#### AVAILABLE DATA:
[Start of Attachment]

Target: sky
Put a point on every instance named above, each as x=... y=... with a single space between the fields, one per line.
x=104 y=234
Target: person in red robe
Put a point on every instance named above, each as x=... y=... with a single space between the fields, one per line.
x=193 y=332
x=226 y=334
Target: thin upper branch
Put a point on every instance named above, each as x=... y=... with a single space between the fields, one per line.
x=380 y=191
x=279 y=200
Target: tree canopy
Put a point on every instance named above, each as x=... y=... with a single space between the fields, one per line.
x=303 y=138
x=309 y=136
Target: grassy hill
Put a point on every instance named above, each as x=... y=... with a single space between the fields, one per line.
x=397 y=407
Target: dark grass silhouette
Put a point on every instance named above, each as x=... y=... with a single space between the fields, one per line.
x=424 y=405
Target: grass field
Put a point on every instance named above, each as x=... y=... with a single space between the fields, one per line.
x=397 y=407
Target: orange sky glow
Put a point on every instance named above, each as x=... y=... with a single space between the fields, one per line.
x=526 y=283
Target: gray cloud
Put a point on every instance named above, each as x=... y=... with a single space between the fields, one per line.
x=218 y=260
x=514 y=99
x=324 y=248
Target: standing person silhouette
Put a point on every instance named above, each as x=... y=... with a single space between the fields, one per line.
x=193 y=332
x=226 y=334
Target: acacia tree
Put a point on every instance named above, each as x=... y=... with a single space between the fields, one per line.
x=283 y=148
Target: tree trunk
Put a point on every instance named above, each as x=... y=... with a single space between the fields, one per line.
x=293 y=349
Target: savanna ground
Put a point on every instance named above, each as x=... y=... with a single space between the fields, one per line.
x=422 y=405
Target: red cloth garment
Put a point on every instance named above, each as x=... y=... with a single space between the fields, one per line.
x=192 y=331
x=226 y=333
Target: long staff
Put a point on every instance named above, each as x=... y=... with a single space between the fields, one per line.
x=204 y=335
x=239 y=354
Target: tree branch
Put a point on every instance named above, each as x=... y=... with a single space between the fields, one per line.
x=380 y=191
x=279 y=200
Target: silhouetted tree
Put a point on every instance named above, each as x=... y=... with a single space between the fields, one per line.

[End of Attachment]

#### PROBLEM:
Repeat exactly the lines from the first line of the records above through the line containing "Target: tree canopy", both included, and nothing else.

#### REPLY TO THE TASK:
Target: sky
Put a point on every instance named above, each as x=... y=... with a single space between the fields, one per line.
x=104 y=234
Target: person in red robe
Put a point on every instance named above, each as x=... y=... with a single space between the fields, one per line.
x=193 y=332
x=226 y=334
Target: thin upper branch
Put a point on every instance named above, each as x=... y=... with a single space between the fields, one per line.
x=380 y=191
x=279 y=200
Target: tree canopy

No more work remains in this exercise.